## WORK REQUEST
Nothing but the listing below, retyped exactly, should appear in the answer.

## STORED DATA
★ ★ ★

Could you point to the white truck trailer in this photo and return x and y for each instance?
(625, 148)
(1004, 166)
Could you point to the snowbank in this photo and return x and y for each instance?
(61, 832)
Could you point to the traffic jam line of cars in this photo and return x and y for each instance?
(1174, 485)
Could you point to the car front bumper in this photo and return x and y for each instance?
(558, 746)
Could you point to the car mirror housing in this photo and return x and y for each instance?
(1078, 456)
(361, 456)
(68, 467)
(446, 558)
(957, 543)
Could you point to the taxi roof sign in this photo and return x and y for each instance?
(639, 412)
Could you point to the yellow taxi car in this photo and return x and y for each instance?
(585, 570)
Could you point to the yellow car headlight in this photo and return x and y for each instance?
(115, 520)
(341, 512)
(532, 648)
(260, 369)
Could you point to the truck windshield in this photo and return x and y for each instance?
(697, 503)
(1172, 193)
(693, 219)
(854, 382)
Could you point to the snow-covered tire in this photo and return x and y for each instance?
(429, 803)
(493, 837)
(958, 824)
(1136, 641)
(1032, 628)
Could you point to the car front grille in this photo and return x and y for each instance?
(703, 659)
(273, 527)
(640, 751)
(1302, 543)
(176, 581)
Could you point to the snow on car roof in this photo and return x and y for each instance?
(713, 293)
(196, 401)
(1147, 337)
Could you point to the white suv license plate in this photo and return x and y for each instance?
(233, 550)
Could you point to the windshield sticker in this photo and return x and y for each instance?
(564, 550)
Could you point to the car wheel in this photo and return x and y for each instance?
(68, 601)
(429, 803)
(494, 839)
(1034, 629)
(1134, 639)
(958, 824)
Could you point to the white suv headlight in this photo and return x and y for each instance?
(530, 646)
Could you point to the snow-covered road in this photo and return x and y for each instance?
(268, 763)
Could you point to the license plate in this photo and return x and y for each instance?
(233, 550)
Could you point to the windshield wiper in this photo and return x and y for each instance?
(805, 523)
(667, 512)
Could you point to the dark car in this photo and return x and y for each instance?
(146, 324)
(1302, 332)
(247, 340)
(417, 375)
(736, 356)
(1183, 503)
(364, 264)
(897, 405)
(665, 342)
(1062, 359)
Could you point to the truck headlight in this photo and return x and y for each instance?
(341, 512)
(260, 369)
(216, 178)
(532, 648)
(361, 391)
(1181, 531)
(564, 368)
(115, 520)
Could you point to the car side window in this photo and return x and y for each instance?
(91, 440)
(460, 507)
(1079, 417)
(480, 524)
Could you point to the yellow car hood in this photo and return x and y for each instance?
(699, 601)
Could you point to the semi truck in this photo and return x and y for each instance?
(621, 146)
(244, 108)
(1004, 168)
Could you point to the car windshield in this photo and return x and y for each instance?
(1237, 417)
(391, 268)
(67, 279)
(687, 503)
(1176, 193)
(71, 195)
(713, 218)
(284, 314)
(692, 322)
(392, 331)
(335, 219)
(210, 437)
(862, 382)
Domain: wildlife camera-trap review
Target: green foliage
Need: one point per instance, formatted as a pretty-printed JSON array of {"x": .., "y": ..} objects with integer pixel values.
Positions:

★ ★ ★

## WORKED SOLUTION
Could you point to the white truck trailer in this photo and return x and y for each instance?
(625, 148)
(1004, 166)
Could you point to the snowbank in this photo and return x and y for each instance?
(61, 832)
Could you point to the traffic jam line of cars in this photo and return x and y for each instance?
(1174, 485)
Could you point to the car front bumper in this photo and return x and y for each instance?
(558, 746)
Could you point to the car mirror housing in this photo and return x and y for each instance?
(1078, 456)
(361, 456)
(68, 467)
(446, 558)
(957, 543)
Could you point to the taxi roof sign in this photo and return x and y for each instance?
(639, 412)
Could you point to the yellow taxi car in this photo and return x and y for each instance?
(585, 570)
Could you point to the yellow car headlight in this photo and return x and y for each instance?
(115, 520)
(341, 512)
(532, 648)
(260, 369)
Could you point to the truck windshield in this photo and return x and y for each instance?
(697, 503)
(1172, 193)
(693, 219)
(854, 382)
Could you point to the snow-covered tire in this photo and return x and y for each instance?
(429, 803)
(493, 837)
(958, 824)
(1136, 641)
(1032, 628)
Could you point to the car front grille in this photo and return x and y for each instance?
(703, 659)
(273, 527)
(640, 751)
(1302, 543)
(176, 581)
Could you point to the snow on car roof in this photo and return x and y for each instance?
(713, 293)
(196, 401)
(1147, 337)
Could you point to the white suv license plate in this photo and return x and y for each instance?
(233, 550)
Could you point to the windshield sticker in this photo and return x and y for each instance?
(564, 550)
Could you point to the car wheel in this photo and return x and y for each instance?
(68, 601)
(429, 803)
(494, 839)
(1034, 629)
(1134, 639)
(958, 824)
Could you point to the white suv headlight in this photo and return x and y for each instance?
(530, 646)
Could you point to the snow-covered road in this photo and return x and y for each instance?
(268, 763)
Could you point to the license plate in this photo and return x and y for each instance?
(233, 550)
Could you point to the windshield wiper in this photo and return x and y for each instance?
(805, 523)
(667, 512)
Could you point to the dark car in this photo and return x and y for each instance?
(146, 324)
(1302, 332)
(247, 340)
(417, 375)
(736, 356)
(1183, 503)
(364, 264)
(897, 405)
(665, 342)
(1062, 359)
Could you point to the truck headlight in this photo and return x and y for each instance?
(341, 512)
(260, 369)
(216, 178)
(532, 648)
(361, 391)
(1181, 531)
(564, 368)
(115, 520)
Could you point to the car side window in this photo and return x and y for each instance?
(91, 440)
(460, 507)
(1079, 417)
(480, 524)
Could you point to the yellow car hood in this photo and return x and y for each instance?
(699, 601)
Could you point to the semi truck in this photo and return x and y for each instance?
(621, 146)
(244, 108)
(1004, 168)
Could you point to the car windshield in this photo and return x and y for each instance?
(1237, 417)
(391, 268)
(67, 279)
(687, 503)
(1176, 193)
(71, 195)
(713, 218)
(284, 314)
(692, 322)
(392, 331)
(335, 219)
(210, 437)
(862, 382)
Domain: wildlife camera-trap review
Target: green foliage
Need: one point per instance, formatted as a pretty-printed JSON array of {"x": .., "y": ..} objects with integer pixel values.
Positions:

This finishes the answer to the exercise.